▶ _GIVEN DATA_
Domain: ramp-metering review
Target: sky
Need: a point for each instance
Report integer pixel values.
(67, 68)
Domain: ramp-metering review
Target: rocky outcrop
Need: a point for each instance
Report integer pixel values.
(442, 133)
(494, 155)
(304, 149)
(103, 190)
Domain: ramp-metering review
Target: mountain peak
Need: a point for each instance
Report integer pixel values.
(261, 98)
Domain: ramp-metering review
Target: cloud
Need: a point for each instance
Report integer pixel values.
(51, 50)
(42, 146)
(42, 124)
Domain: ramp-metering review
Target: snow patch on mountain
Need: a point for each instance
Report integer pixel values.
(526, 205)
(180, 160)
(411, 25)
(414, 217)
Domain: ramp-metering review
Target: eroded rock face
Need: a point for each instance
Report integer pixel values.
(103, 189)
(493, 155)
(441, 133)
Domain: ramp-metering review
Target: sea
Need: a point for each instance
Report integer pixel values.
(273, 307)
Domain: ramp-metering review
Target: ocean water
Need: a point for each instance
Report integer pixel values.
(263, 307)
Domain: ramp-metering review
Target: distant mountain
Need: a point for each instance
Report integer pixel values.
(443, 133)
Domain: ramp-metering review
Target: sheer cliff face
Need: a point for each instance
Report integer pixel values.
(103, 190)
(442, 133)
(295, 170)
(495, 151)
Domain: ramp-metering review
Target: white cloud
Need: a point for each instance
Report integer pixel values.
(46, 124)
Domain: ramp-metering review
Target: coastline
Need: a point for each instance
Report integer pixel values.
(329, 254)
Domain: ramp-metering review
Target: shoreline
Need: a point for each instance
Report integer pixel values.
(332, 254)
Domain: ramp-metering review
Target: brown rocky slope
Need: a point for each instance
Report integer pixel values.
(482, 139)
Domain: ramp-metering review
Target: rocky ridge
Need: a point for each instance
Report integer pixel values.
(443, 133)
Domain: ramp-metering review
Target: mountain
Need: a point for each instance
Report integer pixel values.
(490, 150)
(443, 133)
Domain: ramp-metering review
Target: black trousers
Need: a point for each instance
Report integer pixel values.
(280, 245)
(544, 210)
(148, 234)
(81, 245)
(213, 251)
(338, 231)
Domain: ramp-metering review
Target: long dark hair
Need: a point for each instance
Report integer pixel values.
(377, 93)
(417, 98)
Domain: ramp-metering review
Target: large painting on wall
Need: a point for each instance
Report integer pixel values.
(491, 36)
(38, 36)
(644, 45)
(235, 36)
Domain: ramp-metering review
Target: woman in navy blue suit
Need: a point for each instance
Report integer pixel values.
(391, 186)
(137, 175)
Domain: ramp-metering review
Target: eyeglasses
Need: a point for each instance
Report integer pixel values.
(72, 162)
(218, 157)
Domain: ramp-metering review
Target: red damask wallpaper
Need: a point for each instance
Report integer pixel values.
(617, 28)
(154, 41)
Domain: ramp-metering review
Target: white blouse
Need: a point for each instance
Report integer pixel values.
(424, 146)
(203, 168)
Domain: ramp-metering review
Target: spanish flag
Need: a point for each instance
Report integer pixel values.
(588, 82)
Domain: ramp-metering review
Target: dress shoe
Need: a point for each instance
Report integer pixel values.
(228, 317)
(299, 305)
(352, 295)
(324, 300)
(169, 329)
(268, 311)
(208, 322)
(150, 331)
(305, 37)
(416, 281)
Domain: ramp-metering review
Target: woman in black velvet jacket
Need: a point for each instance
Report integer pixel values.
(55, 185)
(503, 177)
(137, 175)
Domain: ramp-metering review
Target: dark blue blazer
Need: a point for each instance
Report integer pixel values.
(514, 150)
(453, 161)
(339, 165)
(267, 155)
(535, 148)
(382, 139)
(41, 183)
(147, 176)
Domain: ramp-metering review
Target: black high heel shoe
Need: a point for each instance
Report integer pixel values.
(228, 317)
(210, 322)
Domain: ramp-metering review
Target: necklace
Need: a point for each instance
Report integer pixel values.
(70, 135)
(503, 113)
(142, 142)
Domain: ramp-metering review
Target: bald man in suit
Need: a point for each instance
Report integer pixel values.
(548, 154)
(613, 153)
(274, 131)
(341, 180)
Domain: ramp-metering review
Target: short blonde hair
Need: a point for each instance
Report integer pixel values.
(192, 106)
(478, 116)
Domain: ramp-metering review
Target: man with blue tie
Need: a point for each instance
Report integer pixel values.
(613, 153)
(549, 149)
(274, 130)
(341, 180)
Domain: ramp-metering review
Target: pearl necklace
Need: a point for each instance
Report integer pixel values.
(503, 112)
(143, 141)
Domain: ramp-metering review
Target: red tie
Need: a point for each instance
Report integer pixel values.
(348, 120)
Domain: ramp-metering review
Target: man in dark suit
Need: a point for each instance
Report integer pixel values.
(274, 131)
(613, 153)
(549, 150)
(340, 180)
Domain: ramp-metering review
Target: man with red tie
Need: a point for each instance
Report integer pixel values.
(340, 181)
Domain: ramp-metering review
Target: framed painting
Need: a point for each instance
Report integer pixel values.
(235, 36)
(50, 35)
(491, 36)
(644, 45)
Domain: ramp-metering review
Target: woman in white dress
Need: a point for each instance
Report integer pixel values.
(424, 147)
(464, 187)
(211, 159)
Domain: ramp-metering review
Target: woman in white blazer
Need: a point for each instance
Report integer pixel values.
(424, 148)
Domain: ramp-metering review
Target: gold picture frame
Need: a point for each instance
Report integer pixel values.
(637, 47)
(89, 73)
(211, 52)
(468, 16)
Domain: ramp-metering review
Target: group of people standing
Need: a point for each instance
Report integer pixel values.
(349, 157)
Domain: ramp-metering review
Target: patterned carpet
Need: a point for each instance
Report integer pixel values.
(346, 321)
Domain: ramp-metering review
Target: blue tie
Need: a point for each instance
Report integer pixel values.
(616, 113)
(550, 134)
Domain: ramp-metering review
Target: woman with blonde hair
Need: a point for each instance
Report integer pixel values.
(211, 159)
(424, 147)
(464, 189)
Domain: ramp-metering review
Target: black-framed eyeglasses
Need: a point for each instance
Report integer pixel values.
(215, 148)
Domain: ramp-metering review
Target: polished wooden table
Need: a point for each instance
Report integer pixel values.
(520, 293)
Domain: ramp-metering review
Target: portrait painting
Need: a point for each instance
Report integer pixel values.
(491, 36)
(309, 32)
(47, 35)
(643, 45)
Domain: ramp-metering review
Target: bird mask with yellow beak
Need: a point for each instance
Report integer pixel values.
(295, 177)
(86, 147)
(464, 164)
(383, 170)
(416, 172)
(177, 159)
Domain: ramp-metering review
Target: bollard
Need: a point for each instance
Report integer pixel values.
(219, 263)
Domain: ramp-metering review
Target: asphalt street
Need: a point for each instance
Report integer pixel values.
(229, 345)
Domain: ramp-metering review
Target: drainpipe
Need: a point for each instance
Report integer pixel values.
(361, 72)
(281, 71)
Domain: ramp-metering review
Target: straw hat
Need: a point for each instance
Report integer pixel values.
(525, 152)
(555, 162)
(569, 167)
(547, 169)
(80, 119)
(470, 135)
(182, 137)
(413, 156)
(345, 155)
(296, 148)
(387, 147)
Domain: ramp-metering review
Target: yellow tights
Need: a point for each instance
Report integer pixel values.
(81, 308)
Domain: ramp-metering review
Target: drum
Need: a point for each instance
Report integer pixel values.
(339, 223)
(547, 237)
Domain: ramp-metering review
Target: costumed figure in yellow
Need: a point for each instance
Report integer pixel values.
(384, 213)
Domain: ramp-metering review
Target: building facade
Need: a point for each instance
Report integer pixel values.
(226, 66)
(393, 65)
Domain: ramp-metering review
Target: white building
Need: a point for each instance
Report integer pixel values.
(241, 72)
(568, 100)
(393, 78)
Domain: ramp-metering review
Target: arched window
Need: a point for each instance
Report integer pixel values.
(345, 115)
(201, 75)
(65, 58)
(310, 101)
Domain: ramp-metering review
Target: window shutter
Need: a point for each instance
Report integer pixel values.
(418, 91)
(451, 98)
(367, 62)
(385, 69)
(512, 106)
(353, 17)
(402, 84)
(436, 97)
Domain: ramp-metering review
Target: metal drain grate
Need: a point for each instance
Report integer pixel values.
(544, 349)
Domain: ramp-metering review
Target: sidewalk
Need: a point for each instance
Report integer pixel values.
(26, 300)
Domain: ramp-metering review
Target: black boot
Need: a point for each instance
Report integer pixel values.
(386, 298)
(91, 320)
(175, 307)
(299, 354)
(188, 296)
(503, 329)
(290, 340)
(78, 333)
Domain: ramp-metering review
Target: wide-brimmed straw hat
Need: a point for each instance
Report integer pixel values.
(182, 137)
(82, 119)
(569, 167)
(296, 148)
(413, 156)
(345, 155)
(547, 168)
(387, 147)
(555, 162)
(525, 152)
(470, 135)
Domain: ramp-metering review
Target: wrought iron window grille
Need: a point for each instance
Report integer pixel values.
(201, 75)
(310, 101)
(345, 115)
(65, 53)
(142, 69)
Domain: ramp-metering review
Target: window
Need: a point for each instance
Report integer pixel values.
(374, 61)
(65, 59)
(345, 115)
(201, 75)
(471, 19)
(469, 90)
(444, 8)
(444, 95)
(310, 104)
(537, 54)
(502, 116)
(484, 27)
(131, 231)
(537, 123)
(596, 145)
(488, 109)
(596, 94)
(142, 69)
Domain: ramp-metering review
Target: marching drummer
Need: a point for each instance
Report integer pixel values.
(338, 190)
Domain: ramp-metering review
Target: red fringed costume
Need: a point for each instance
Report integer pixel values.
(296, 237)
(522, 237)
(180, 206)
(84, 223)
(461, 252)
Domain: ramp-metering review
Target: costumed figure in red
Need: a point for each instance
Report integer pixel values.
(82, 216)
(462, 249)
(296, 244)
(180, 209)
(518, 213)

▶ _TASK DIRECTIONS_
Set down the lines of the listing word for word, from its first line through the line containing "Target: ocean water". Both of those lines belong in the answer, and no others do.

▶ _THE ANSWER_
Domain: ramp-metering review
Target: sky
Need: a point for each instance
Report integer pixel values.
(67, 68)
Domain: ramp-metering review
Target: rocky outcrop
Need: a point for each instance
Report integer pixel values.
(442, 133)
(494, 155)
(304, 149)
(103, 190)
Domain: ramp-metering review
Target: mountain peak
Need: a point for each instance
Report integer pixel values.
(261, 98)
Domain: ramp-metering review
Target: cloud
Need: a point for each instance
Report integer pixel values.
(51, 50)
(42, 146)
(42, 124)
Domain: ramp-metering review
Target: snow patch on mountain
Need: a point for each instance
Report integer pixel values.
(526, 205)
(180, 160)
(411, 25)
(414, 217)
Domain: ramp-metering review
Target: eroded rock face
Need: a point for each instance
Report integer pixel values.
(103, 189)
(493, 155)
(441, 133)
Domain: ramp-metering review
Target: sea
Need: a point for each instance
Report integer pixel values.
(273, 307)
Domain: ramp-metering review
Target: ocean water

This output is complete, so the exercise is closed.